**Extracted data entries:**
-=-=-=-=-

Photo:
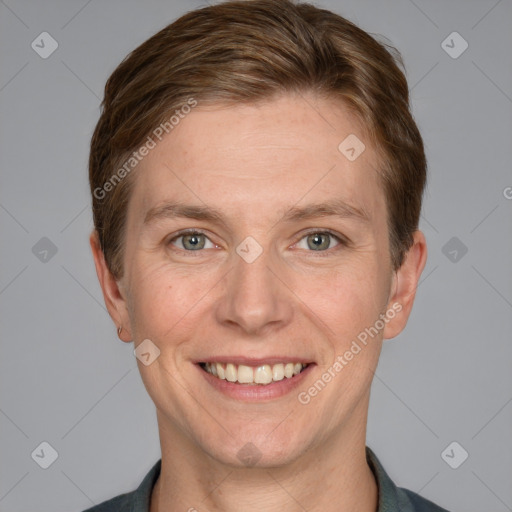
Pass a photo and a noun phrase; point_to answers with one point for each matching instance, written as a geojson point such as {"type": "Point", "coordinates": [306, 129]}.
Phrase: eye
{"type": "Point", "coordinates": [319, 241]}
{"type": "Point", "coordinates": [191, 241]}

-=-=-=-=-

**TASK BRIEF:** Extract every line of the entries above and reproduce each one verbatim, with the same wording and order. Leave the pictures out of the result.

**COMPLETE RESPONSE:**
Photo:
Pass a photo and a noun phrase; point_to answers with one point for each matching instance, written as a geojson point such as {"type": "Point", "coordinates": [306, 129]}.
Phrase: eye
{"type": "Point", "coordinates": [319, 241]}
{"type": "Point", "coordinates": [191, 241]}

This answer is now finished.